_Aim of the task_
Copy word for word the stretch of the material below that runs from the line containing "Question. Identify every instance of the woman in black" through the end of the material.

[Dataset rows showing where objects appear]
****************
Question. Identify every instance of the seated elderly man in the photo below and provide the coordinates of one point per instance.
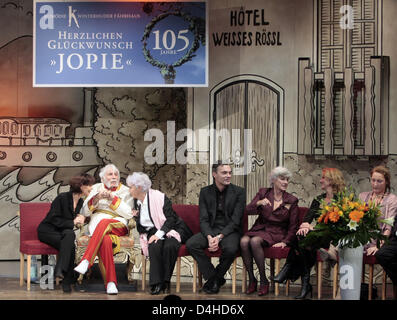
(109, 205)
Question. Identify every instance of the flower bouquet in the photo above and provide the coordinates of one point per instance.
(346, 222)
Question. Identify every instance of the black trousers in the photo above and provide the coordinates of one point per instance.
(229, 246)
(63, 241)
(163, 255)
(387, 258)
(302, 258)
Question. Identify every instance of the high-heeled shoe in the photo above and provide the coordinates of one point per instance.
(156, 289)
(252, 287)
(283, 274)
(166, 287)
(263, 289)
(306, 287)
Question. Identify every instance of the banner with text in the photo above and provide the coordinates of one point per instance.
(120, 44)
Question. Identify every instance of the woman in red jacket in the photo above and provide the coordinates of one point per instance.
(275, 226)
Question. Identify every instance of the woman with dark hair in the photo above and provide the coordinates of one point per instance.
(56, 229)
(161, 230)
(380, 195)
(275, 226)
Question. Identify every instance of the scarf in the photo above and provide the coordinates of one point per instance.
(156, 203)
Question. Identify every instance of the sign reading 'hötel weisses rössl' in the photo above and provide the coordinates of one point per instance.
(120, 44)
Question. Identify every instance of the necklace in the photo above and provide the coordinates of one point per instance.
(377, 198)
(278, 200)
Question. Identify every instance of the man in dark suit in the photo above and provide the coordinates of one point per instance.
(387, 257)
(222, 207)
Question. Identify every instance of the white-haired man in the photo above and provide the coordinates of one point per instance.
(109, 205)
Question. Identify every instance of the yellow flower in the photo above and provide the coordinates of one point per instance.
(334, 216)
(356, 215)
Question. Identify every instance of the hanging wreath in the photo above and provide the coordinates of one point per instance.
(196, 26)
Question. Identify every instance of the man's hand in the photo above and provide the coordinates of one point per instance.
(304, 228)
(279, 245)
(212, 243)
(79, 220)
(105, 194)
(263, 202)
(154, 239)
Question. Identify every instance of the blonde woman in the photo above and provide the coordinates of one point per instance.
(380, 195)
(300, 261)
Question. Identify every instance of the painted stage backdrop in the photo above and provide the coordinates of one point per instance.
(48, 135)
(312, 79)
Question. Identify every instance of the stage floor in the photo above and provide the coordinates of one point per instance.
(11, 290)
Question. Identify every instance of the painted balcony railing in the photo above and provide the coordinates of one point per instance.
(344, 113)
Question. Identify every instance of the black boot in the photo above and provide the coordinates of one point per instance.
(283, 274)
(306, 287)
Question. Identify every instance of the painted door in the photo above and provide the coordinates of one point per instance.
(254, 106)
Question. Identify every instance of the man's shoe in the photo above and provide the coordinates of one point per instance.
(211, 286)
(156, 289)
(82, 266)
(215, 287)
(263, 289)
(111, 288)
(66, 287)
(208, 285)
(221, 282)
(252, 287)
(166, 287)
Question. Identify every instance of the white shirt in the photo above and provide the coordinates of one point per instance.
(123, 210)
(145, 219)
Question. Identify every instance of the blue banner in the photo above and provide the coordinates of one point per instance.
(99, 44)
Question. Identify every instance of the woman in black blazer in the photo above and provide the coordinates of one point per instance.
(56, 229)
****************
_Completed task_
Question. Identify every instance of the woman in black blazer in the photo above and provide the coordinates of one point per instance.
(56, 229)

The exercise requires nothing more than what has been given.